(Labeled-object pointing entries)
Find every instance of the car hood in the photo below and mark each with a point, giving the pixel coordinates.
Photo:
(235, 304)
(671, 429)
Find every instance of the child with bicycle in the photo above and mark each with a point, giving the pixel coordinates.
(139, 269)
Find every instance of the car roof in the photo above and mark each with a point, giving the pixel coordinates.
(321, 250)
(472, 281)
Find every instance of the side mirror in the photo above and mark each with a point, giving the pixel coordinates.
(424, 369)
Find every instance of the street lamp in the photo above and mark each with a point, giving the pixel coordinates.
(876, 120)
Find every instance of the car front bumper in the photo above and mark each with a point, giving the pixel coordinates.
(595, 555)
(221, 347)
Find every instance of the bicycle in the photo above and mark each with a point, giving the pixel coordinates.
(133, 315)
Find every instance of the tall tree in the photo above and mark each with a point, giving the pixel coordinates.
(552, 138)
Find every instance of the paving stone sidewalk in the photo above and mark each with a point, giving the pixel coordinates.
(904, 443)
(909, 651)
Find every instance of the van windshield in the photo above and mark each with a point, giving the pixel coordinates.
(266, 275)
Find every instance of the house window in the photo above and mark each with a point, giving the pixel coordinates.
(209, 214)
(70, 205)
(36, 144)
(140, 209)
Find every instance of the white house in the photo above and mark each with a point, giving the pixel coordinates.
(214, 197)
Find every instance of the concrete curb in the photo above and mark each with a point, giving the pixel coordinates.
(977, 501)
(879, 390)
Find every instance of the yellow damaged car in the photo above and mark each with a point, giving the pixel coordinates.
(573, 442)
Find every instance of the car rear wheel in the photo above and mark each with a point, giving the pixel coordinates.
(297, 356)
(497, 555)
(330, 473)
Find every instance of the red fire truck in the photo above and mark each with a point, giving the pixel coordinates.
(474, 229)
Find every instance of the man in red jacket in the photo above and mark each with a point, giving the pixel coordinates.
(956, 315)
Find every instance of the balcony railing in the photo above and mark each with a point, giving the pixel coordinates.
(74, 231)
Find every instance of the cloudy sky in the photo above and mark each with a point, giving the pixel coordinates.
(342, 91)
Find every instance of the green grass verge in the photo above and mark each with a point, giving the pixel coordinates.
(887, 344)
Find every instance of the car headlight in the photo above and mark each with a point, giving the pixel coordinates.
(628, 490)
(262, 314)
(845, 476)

### Short problem
Reproduce the entries above in full, verbatim.

### Answer for the task
Find every instance of the car hood in the photo below and mark each with a point, giving the pixel coordinates.
Photo:
(235, 304)
(671, 429)
Find every instance of the child with bicycle in the photo above and mark each with a point, giving the pixel coordinates.
(139, 269)
Find every instance of the car roof in the photo above and mark each with a point, giving the pixel coordinates.
(321, 250)
(472, 281)
Find every instance of the side mirror in the photo above and mark each with a point, giving the pixel coordinates.
(424, 369)
Find every instance of the street lamp in the photo above and mark each with a point, giving the pixel coordinates.
(876, 120)
Find every instance of the car front bumper in the photo above and mark each with a point, giving the pixel coordinates.
(595, 555)
(221, 347)
Find every instance of the bicycle in the photo above and mark each with a point, giving the pixel coordinates.
(133, 315)
Find every instance of the tall tree in the photo above and mark each with a point, giving the pixel coordinates.
(552, 138)
Find every instance of the paving stone sidewalk in the photo above and mark each with a point, giving the pixel coordinates.
(904, 443)
(909, 651)
Find every instance of the van windshield in the photo above and mark each with a point, giving the pixel coordinates.
(266, 275)
Find every instance of the house window in the photo above and mark each with a point, giving the pixel coordinates.
(209, 214)
(70, 205)
(36, 144)
(140, 209)
Find every instance of the white house in the photo above and mark each with a point, giving the pixel coordinates.
(214, 197)
Find every instance of the concrete curb in the photo above and mark each with a point, giving the pixel coordinates.
(977, 501)
(879, 390)
Find every instance of the yellow damaged car in the photo above and mark each with a point, giving the pixel coordinates.
(573, 442)
Find every instance of the car rear wheel in the photo above and mark each with a point, giving the pixel coordinates.
(297, 356)
(497, 555)
(330, 473)
Find every instance of the red fire truck in the photo above and mark each with a point, giving the pixel coordinates.
(474, 229)
Find every instance of the man in red jacket in the photo above and mark each with a point, giving the pixel coordinates.
(956, 315)
Find every instance of the balcony railing in the photo above and mark each with a point, giving the pixel coordinates.
(74, 231)
Find every instance of the cloudy sky in the photo above and mark each with a point, giving the pixel coordinates.
(342, 91)
Find every instance of the green grass verge in the photo above and mark each with a point, giving the pixel coordinates.
(887, 344)
Find every instance of the car headlight in the photo above and mark each with a point, giving the pixel coordinates.
(628, 490)
(262, 314)
(845, 476)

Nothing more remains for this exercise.